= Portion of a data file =
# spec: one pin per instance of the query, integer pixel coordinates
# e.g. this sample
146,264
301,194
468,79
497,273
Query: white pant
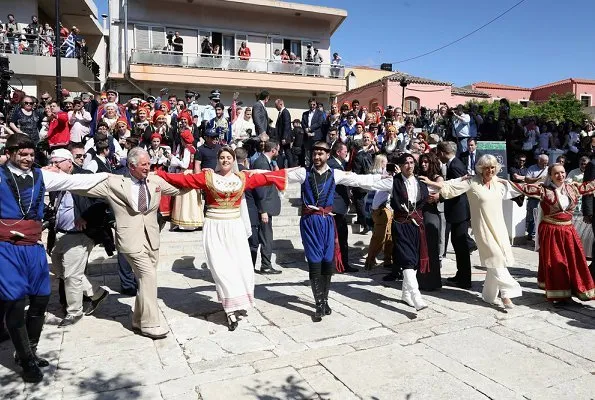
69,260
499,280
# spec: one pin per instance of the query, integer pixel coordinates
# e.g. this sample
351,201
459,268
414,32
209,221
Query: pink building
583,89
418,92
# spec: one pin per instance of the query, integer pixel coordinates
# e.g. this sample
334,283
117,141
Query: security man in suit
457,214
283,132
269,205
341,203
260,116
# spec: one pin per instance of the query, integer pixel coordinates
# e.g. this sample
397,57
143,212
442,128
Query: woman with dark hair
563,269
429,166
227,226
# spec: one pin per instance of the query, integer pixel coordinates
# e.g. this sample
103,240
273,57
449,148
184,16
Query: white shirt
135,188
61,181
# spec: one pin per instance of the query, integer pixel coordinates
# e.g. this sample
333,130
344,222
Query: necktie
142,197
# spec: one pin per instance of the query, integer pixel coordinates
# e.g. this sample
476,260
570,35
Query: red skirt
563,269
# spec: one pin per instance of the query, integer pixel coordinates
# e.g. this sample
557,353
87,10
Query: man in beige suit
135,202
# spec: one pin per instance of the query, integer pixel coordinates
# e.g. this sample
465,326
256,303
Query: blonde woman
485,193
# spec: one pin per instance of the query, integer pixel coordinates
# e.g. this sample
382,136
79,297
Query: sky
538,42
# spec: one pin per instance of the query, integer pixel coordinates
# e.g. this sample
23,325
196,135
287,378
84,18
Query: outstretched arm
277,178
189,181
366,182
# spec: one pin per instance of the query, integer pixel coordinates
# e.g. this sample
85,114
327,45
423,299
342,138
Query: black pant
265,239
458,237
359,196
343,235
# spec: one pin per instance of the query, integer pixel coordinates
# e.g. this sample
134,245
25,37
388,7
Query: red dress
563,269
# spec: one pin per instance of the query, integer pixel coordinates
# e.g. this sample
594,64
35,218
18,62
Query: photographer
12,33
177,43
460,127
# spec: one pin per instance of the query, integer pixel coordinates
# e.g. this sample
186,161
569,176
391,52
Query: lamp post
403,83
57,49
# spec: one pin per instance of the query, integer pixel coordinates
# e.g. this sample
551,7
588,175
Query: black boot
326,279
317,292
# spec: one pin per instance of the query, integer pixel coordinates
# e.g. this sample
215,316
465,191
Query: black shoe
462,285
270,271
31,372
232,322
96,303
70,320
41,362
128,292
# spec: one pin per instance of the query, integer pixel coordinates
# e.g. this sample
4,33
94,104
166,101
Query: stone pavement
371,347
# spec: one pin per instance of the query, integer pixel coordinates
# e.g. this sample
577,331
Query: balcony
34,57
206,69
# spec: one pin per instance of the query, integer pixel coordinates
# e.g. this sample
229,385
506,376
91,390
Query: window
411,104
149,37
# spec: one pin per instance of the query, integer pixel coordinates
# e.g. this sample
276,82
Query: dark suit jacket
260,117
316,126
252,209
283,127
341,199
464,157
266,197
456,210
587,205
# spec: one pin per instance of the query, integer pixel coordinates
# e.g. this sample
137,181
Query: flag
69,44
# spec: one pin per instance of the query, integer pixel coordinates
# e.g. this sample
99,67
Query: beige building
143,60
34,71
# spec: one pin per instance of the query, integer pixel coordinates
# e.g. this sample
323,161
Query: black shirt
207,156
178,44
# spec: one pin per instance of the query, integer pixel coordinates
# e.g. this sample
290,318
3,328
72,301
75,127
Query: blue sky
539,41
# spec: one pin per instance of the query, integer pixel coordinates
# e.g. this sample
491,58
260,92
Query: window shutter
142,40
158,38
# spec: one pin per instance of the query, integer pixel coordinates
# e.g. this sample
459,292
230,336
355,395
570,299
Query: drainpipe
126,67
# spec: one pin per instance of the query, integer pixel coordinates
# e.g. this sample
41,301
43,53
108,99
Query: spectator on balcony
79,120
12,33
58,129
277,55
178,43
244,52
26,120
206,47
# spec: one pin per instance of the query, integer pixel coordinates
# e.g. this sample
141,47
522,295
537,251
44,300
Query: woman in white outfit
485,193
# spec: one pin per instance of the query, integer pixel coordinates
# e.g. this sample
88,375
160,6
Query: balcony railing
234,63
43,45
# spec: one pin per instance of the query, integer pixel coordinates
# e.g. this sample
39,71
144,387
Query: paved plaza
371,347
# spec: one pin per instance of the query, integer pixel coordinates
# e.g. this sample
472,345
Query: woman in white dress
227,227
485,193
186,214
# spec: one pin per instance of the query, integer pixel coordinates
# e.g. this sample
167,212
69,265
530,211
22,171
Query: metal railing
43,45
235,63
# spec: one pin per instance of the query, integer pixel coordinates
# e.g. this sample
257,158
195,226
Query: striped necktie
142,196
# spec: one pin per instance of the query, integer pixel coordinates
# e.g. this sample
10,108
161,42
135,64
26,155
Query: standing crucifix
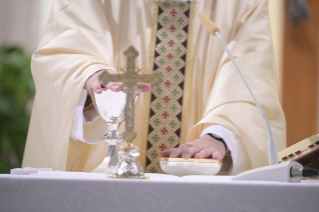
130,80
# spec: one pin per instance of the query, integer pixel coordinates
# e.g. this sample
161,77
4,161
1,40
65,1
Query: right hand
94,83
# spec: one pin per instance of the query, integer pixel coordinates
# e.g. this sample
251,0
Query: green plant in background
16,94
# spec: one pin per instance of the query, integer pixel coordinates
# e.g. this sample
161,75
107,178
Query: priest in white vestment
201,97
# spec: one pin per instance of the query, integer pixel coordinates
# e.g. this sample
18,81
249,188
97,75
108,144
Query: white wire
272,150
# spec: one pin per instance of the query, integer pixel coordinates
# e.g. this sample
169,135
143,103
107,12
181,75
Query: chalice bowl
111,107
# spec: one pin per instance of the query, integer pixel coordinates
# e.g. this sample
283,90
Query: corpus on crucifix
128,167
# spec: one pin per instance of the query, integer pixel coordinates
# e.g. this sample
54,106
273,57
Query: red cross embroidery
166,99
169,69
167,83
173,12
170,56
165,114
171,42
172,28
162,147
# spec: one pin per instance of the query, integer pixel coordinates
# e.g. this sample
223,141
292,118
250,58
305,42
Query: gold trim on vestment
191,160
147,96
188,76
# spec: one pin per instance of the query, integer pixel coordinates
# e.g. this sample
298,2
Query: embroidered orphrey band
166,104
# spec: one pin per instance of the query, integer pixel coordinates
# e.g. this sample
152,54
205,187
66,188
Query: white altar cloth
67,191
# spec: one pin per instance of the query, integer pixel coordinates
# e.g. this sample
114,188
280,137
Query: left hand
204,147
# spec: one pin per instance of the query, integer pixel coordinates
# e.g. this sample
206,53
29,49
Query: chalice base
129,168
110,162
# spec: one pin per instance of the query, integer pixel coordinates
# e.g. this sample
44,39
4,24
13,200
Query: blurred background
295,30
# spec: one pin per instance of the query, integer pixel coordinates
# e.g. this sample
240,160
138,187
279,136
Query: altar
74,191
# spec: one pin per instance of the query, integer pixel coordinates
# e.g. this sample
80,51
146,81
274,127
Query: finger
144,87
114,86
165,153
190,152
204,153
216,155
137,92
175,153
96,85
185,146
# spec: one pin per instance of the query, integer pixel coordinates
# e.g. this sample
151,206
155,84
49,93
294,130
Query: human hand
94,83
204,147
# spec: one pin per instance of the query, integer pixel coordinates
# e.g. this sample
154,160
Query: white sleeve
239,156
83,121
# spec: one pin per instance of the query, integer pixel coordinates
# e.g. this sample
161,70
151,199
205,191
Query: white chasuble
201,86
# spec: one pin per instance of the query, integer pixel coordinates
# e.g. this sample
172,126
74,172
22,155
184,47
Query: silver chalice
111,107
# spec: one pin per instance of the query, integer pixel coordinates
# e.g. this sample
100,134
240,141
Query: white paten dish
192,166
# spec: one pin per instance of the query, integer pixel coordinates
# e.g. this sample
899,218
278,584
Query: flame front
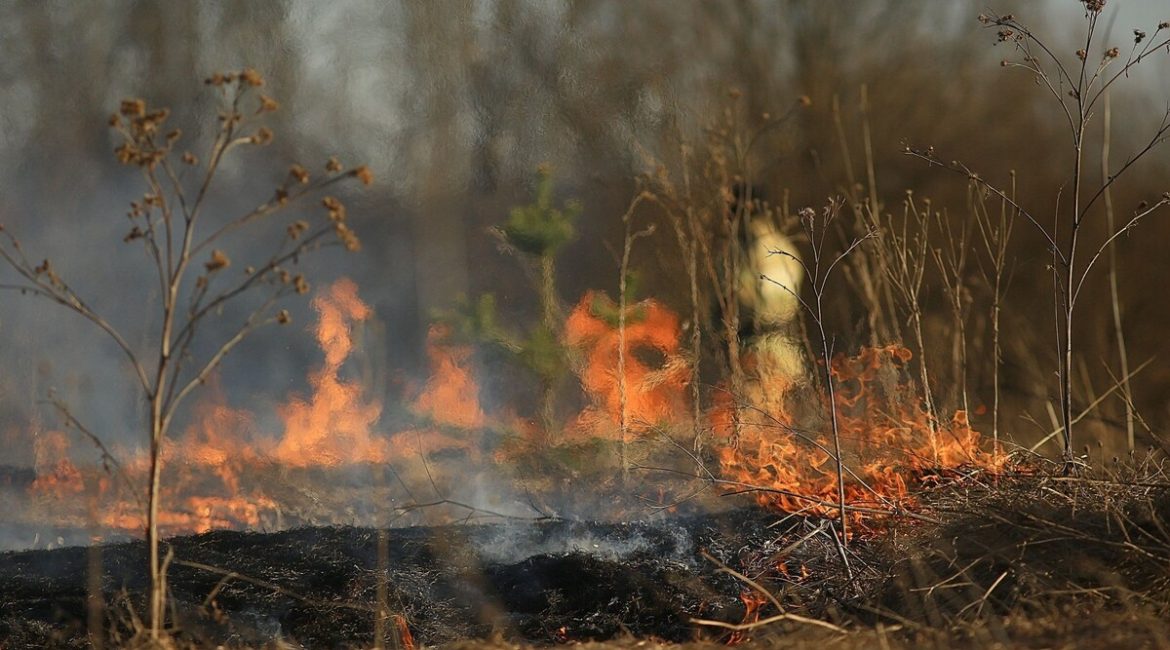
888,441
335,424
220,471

= DIRECTIONS =
Which lines in the records above contain the word "background"? Copy each of those lines in full.

= SOLUTION TO THIS TASK =
Query: green plant in background
Query: blurred background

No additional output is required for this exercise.